### Text segment ###
Our second round of data collection in late December brought the support of the Apu/weather Gods. Dressed for rain, we had a delightful day of cloudy weather with intermittent sun. Adding to our luck was the help of a visiting Quechua-speaking nurse, and our two Yanamayo promotoras, allowing us to split into three groups.
It was an efficient day. From 8am until 2pm we visited each house, gathered data and collected sputum for tuberculosis (TB) tests. We were also able to match a few more houses with family names and coordinates using a GPS device. In total, we collected ten sputum samples from residents who had a prolonged cough with signs of blood and/or excessive phlegm. The local clinic in Ollantaytambo will test our samples and provide us with the necessary follow-up. Our next planned visit is scheduled for later this week, in which we will follow up with residents who provided samples.
### Extracted records ###
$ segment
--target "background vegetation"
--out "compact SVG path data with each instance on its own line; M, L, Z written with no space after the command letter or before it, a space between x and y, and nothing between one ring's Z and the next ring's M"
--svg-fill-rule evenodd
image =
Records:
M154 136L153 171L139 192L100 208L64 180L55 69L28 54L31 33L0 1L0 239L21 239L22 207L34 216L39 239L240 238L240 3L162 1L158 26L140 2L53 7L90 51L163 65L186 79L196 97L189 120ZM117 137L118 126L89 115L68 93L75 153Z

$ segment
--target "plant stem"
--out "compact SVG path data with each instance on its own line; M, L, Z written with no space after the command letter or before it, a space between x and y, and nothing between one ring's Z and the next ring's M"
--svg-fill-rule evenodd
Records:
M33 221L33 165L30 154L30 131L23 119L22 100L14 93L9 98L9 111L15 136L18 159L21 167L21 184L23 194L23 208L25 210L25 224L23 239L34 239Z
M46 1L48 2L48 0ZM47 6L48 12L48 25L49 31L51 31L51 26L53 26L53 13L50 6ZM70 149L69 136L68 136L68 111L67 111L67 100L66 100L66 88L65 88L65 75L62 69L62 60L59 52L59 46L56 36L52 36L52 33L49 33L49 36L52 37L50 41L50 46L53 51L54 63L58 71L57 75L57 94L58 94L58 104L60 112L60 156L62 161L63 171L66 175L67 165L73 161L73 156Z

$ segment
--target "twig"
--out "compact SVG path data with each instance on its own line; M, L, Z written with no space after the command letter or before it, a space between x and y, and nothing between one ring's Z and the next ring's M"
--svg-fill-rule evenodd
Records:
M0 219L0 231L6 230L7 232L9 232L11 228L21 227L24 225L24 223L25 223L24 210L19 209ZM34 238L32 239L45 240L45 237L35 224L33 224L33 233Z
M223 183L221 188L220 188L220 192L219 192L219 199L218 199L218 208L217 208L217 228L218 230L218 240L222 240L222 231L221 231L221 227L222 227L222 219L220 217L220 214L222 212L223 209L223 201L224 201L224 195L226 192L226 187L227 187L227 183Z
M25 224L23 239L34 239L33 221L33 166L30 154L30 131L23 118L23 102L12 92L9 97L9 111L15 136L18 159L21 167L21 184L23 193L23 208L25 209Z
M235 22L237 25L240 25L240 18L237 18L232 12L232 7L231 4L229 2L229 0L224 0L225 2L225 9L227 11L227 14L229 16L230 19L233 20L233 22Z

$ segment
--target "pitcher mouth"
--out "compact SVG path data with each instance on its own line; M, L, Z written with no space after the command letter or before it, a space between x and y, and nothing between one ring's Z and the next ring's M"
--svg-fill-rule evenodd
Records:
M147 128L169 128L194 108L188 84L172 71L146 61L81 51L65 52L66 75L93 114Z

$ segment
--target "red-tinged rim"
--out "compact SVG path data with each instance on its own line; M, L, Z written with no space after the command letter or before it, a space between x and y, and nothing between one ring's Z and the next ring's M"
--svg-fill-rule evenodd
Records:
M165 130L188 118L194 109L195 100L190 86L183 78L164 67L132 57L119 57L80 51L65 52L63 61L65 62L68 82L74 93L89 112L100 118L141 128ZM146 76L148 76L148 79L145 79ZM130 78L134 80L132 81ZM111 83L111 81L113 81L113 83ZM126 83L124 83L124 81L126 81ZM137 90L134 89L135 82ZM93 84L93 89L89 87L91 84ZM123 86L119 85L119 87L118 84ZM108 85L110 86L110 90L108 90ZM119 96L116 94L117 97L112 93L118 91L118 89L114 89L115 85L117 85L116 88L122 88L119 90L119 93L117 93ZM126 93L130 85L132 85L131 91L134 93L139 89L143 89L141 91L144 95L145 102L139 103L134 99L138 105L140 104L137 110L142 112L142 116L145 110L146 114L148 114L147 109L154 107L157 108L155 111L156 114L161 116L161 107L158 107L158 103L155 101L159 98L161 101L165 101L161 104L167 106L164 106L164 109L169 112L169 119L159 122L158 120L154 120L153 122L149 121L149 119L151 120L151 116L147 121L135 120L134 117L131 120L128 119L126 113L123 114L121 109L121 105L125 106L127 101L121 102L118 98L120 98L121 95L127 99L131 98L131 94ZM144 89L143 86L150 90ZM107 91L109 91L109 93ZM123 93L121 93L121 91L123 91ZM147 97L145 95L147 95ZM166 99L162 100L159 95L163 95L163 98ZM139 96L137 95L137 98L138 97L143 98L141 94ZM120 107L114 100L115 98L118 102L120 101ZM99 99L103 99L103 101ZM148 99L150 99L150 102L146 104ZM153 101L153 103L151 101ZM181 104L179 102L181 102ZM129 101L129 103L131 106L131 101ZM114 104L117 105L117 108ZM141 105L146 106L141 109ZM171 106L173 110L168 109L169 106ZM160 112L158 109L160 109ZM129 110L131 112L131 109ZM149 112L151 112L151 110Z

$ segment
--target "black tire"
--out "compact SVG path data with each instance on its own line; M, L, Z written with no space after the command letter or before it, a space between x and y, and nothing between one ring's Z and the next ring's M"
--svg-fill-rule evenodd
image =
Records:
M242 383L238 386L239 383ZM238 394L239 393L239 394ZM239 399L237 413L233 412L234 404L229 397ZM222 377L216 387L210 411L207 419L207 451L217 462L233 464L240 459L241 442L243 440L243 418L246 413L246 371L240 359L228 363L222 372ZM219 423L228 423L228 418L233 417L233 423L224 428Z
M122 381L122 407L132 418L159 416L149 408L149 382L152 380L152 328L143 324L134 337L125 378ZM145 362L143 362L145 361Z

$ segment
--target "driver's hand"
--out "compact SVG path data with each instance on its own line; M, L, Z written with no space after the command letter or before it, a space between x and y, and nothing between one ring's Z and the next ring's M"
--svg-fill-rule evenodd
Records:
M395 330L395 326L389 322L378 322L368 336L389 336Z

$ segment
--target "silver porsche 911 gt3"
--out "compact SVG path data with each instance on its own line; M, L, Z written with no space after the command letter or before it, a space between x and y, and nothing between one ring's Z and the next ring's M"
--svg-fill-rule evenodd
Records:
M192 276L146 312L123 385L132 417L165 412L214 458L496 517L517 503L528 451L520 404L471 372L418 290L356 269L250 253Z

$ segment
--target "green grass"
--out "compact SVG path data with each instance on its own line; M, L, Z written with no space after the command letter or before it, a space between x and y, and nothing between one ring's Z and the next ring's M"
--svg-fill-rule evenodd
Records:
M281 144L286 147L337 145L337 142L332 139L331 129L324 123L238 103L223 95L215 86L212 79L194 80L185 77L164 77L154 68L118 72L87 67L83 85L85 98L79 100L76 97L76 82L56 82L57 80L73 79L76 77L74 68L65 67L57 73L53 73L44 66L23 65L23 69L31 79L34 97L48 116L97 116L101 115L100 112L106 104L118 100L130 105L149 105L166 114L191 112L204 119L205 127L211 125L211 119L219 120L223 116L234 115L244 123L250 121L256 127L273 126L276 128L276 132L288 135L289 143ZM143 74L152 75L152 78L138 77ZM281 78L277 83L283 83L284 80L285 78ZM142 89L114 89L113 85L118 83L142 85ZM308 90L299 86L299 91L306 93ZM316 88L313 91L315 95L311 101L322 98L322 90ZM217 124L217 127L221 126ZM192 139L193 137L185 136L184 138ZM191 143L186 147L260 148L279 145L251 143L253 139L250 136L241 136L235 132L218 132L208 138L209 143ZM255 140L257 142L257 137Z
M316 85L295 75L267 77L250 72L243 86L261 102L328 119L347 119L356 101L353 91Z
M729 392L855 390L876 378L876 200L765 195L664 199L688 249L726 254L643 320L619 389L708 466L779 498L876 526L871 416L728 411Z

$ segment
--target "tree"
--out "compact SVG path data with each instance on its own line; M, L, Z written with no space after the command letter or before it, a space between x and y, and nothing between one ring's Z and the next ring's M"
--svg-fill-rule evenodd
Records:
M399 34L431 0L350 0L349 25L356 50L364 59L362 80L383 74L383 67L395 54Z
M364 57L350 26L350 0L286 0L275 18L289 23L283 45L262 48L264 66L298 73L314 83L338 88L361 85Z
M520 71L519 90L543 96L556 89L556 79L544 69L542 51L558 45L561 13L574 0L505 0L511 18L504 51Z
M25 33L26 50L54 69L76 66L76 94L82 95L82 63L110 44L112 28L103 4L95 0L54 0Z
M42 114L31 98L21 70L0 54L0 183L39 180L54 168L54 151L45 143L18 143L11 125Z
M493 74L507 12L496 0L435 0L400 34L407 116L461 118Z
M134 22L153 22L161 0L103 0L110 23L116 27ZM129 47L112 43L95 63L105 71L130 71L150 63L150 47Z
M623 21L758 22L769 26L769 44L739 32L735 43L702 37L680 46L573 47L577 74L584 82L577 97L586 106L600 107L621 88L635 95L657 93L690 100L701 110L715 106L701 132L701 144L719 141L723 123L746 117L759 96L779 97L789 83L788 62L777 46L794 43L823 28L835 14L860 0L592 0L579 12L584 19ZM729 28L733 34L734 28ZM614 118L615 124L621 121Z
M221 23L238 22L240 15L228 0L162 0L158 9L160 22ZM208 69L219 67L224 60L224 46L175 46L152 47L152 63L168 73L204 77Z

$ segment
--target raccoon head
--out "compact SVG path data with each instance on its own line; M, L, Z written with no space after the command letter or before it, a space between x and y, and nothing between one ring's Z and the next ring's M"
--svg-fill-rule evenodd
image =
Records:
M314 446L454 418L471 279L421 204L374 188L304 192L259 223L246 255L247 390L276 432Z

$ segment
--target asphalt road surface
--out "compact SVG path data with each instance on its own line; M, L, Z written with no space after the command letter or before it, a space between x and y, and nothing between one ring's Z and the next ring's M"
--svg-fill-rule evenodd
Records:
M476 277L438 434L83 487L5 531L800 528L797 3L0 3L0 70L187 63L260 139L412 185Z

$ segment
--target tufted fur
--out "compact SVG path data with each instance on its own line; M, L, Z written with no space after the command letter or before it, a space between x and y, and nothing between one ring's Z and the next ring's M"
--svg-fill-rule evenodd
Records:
###
- **What you need to do**:
#1 Answer these questions from the field report:
(a) Who helped the team so that it could split into three groups?
(b) During which hours did the team visit the houses?
(c) Which facility will test the collected samples?
#2 According to the field report, what signs did residents show that led the team to collect sputum samples from them? List each one.
#3 Resume the field report on tuberculosis data collection from its last sentence, keeping its voice and tone.
The records have nothing to do with the field report.

- **Answers to the tasks**:
#1
(a) A visiting Quechua-speaking nurse and the two Yanamayo promotoras.
(b) From 8am until 2pm.
(c) The local clinic in Ollantaytambo.

#2
- A prolonged cough
- Signs of blood
- Excessive phlegm

#3
It is amazing to see our participation rate! We have yet to encounter families who are not participating – perhaps due to the presentation we made about the pilot program during a recent General Assembly event (to ensure community support). Overall, we are pleasantly surprised with how effective this study has been, not only in data but also in building relationships with the community. We now know names and specific characteristics of each family — such as the family with “the friendly llama you can pet,” “the father who was widowed with two children,” or “Jose, the man who keeps the community telephone”. What seemed like an insurmountable challenge, or a simple data gathering, has evolved into a relationship-building project.
Leticia, our SVH/Ayni Wasi nurse said it best: “Getting out of the car, and going house to house has instilled confidence in the community to work with Ayni Wasi”.